Point labeling data from photos
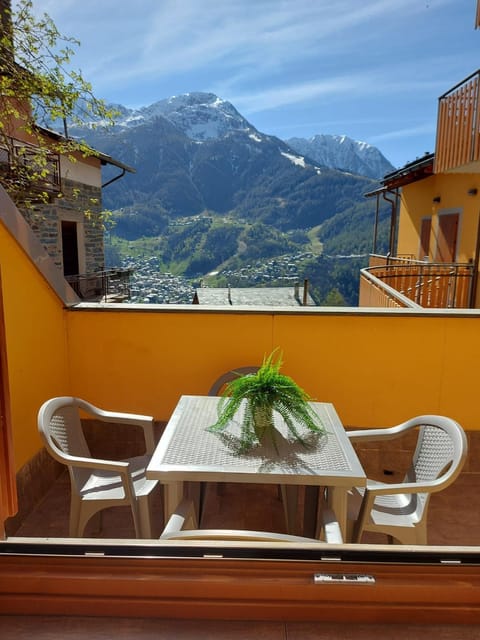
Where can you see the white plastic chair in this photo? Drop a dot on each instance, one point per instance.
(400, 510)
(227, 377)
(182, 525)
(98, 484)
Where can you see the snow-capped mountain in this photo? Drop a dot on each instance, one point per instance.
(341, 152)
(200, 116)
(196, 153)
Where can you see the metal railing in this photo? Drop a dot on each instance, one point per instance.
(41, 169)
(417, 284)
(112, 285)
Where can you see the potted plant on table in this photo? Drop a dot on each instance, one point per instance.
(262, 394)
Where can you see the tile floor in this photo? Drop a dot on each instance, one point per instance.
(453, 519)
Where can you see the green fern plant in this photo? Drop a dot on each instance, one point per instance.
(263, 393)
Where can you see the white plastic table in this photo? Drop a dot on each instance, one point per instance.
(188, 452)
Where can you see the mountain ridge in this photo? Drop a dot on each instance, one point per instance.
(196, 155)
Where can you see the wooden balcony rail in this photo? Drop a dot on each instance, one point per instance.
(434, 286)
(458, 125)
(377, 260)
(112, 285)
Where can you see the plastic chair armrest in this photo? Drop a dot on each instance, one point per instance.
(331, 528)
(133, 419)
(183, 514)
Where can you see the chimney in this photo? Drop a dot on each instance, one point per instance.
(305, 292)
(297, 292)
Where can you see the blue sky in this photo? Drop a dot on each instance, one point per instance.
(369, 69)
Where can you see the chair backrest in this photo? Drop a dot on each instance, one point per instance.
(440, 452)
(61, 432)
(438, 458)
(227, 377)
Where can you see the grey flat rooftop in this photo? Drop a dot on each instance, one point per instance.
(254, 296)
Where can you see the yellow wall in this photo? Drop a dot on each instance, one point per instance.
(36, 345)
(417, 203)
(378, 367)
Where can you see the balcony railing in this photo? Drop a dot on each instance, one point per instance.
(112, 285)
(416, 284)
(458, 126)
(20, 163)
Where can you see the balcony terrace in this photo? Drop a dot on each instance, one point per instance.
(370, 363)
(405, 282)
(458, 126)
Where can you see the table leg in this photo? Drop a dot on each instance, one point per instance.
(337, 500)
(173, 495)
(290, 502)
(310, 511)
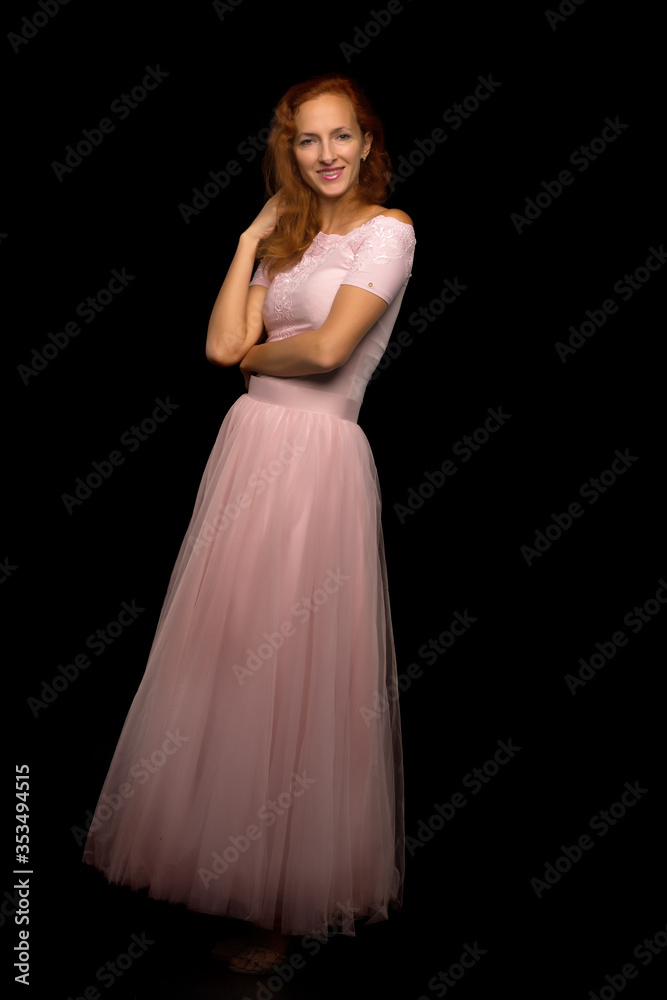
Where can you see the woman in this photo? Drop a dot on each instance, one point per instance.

**Exercise task**
Write out every line of the material above word for word, leaving out the pictures.

**Written response**
Where can you see the white plastic chair in this photo? Drop a dot on each instance, one point per instance.
(400, 510)
(227, 377)
(182, 525)
(98, 484)
Where can you see the snow-capped mountain in this photo? Drop a dot on each instance, one point per instance.
(341, 152)
(200, 116)
(196, 153)
Where can you see the metal railing in this photo? Drop a dot on each instance, one point per instance.
(41, 169)
(417, 284)
(112, 285)
Where can you see the potted plant on table in this photo? Drop a dot on each instance, one point per instance.
(262, 394)
Where can you see the tile floor in this photo? Drop a dot on each instance, one point per instance.
(453, 519)
Where can you see the green fern plant in this photo? Drop a dot on each instance, one point per instance.
(263, 393)
Where can you see the white plastic table in this photo? Drop a dot on each instance, one point per instance.
(188, 452)
Where can you see the mountain ridge in this photo? Drop a dot on each instance, one point per instance.
(196, 155)
Where can you see the wooden balcony rail in this photo? Drop a dot on each instance, one point per instance.
(434, 286)
(458, 125)
(377, 260)
(112, 285)
Where can you see the plastic chair armrest in this photo? Drop a dot on each instance, one point per instance.
(331, 528)
(133, 419)
(183, 514)
Where can you see the chimney in this photo? Drop a dot on each instance, one point per instance.
(305, 292)
(297, 292)
Where can you see the blue sky in this photo? Drop a dot on each instance, one point per instance.
(369, 69)
Where can you see the chair backrest in this photo? Drop a dot on each instance, one point per instance.
(440, 452)
(61, 432)
(438, 458)
(227, 377)
Where can you see the grey flat rooftop in this photo? Drop a dot on each instance, one point per instance.
(254, 296)
Where can you see the yellow wall in this photo? Drop a dot on each instance, one point per instance.
(36, 345)
(417, 203)
(378, 367)
Where can you see the balcony railing in this photo? Drop a dot on each instance, one point per instance.
(112, 285)
(416, 284)
(458, 126)
(20, 163)
Where can you see the balcony terrace in this photo? Drop a dot on each instance, one point per instance.
(370, 363)
(405, 282)
(458, 126)
Where can you see the table leg in this photo? Drop a dot on each instance, one point per instance.
(337, 500)
(173, 495)
(290, 502)
(310, 511)
Where can you see the woman in this photo? Drop a dot on each instance, one point per instance.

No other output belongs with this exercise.